▶ **Your goal**: Copy word for word the passage of the article on Japan's plutonium inventory below, from "Source: Arms Control" to "will be diverted.".

▶ **Text block**:
»»
Source: Arms Control Wonk
IAEA Director General Yukiya Amano on March 3 had this to say about recently-voiced Chinese concerns about Japan’s plutonium inventory:
We have drawn (the) conclusion that all nuclear materials in Japan stay in peaceful purposes… Therefore, I do not have (a) reason to have concern that this (material) … will be diverted.
At issue are 331 kilograms of weapons-grade plutonium long associated with the Fast Critical Assembly operated by the Japan Atomic Energy Agency at Tokai.Friends in the IAEA boardroom this week expressed the view that Amano’s confidence seemed informed by the IAEA having for years reached a safeguards “broader conclusion” for Japan — as Amano himself explained that concept to a general audience in 2012: “If [a country] implements the Additional Protocol, we can provide assurance that all the activities in that country [are for] peaceful purposes.” The IAEA has annually renewed its broader conclusion for Japan since it was first given in 2004.
The broader conclusion is about IAEA safeguards, not nuclear security, and Amano in his reported remarks did not refer to the nuclear security dimension of the Tokai plutonium. But he must know that security issues–not Japan’s nonproliferation credentials–have been at the heart of five years of bilateral U.S.-Japan discussions about this plutonium inventory.
Japan has agreed to remove the Tokai weapons-grade plutonium to the U.S. as part of its voluntary offer to the 2014 Nuclear Security Summit in the Netherlands later this month. This will be announced then, was more or less spelled out by Japanese media in January, but it wasn’t refered to by Amano in his answer to reporters’ questions in Vienna this week.
In addition to the Tokai weapons-grade plutonium inventory, Japan’s nuclear R&D facilities also host considerable inventories of weapons-grade uranium–perhaps 1,400 kilograms, with about 500 kg hosted by a single critical assembly installation. Given Japan’s evolving policy on its weapons-grade plutonium inventories, we might anticipate that in the future at least a portion of Japan’s uranium inventory may likewise be removed to the U.S.
Fukushima may have informed this decision making. While some media reports on U.S.-Japan interaction left open whether Japanese “balking” at repatriating the plutonium meant that Tokyo was hedging for strategic reasons, in fact Japan had argued that weapons-grade materials were needed for JAEA’s fast reactor research on sound scientific grounds. Since 2011, however, Japan’s advanced reactor vision has receded into the distance.
Before he became the Director General of the IAEA, Amano was ambassador in Japan’s Permanent Mission in Vienna, and in that capacity he offered these remarks in 2006 concerning Japan’s management of its HEU inventories:
[Japan] has used highly enriched uranium at research reactors in the past, but since the end of 1970s, it has reduced the uranium enriched level from HEU to LEU. By now, Japan has almost completed the conversion. A remaining issue is that of the transportation of highly enriched spent fuel to the United States. A considerable amount of this fuel has already been transported, with the remainder due for transportation at a later date. Reducing the use of highly enriched uranium fuel is an important issue in preventing nuclear terrorism. I hope the process of replacing it with low enriched uranium fuel will be accelerated worldwide
Why did China raise the issue of Japan’s plutonium beginning last month? (Beijing quasi-official media after Amano’s statement this week reiterated its concerns). The most readily available explanation is that a Japan bristling with weapons-grade nuclear materials fits a Chinese narrative that the Abe government intends to re-militarize and threaten Japan’s neighbors. Is China concerned about Japan’s plans to reprocess its power reactor spent fuel at Rokkasho-mura? Perhaps, but China itself is planning on embarking on commercial-scale reprocessing of its own growing spent fuel inventory.
««
▶ **Information shown**:
»»
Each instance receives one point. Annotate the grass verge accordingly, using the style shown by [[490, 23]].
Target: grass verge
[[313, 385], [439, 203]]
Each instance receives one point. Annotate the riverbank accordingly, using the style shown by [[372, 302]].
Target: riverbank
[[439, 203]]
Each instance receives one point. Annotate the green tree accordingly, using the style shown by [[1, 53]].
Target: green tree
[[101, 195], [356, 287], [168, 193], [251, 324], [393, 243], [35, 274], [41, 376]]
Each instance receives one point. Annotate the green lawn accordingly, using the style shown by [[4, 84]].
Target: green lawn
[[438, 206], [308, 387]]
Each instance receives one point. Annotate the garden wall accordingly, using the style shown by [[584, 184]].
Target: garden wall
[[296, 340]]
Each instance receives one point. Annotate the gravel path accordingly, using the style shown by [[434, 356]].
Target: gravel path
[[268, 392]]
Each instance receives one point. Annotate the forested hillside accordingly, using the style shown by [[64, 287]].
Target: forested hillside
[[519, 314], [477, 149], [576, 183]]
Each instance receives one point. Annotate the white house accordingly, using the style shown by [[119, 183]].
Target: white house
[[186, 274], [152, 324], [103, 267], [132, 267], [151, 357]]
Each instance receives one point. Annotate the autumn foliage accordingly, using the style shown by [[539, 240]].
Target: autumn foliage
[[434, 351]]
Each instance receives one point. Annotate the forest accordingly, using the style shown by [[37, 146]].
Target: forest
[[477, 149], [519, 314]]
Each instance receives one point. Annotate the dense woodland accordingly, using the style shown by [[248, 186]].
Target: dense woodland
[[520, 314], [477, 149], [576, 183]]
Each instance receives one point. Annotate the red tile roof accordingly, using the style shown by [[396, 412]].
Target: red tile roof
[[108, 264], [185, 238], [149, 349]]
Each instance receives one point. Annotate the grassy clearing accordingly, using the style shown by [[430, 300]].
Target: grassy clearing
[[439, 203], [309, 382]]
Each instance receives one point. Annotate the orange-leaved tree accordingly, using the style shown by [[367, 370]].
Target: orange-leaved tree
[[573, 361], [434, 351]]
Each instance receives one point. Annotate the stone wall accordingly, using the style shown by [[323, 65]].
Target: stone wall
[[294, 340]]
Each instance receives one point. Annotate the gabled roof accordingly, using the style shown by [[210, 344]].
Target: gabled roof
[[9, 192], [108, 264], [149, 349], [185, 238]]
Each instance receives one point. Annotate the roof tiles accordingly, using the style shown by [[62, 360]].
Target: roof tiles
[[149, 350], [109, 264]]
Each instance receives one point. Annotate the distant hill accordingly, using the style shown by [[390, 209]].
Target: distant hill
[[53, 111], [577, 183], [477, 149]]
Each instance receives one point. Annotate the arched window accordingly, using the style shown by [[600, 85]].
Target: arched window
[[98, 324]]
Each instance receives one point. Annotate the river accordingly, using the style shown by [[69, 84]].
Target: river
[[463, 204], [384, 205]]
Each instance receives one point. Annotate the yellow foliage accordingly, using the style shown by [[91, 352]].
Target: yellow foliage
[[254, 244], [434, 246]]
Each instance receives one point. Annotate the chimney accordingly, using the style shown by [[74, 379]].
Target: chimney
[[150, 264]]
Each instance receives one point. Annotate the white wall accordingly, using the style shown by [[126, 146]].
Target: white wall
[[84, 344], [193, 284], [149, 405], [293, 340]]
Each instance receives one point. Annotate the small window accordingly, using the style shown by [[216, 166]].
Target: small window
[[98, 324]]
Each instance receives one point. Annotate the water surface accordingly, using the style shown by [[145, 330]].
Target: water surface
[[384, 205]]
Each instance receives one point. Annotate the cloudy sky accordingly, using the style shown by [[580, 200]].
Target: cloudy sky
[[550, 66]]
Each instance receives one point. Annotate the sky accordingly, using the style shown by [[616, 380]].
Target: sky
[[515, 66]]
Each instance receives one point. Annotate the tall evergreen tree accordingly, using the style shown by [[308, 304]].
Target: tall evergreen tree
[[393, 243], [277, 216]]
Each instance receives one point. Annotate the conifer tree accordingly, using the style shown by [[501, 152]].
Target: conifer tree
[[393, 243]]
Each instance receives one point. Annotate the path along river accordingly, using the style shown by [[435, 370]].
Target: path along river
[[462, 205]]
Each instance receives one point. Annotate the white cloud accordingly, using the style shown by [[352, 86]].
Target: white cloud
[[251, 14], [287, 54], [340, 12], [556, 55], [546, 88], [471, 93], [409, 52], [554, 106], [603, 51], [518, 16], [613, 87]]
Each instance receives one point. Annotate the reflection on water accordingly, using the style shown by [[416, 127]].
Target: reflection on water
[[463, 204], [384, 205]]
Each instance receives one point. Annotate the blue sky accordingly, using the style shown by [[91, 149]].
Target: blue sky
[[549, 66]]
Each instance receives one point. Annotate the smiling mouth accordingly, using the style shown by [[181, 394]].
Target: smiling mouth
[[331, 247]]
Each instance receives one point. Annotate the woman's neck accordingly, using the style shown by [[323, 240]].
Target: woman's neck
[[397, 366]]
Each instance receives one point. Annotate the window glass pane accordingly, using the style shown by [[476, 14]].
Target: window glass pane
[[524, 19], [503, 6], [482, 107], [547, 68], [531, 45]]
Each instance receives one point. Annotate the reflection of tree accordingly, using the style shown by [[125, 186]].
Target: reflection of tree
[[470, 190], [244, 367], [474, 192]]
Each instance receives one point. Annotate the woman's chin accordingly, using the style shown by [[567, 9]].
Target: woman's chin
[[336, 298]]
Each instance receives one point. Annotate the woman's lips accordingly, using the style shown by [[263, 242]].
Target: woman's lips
««
▶ **Answer to this task**:
Source: Arms Control Wonk
IAEA Director General Yukiya Amano on March 3 had this to say about recently-voiced Chinese concerns about Japan’s plutonium inventory:
We have drawn (the) conclusion that all nuclear materials in Japan stay in peaceful purposes… Therefore, I do not have (a) reason to have concern that this (material) … will be diverted.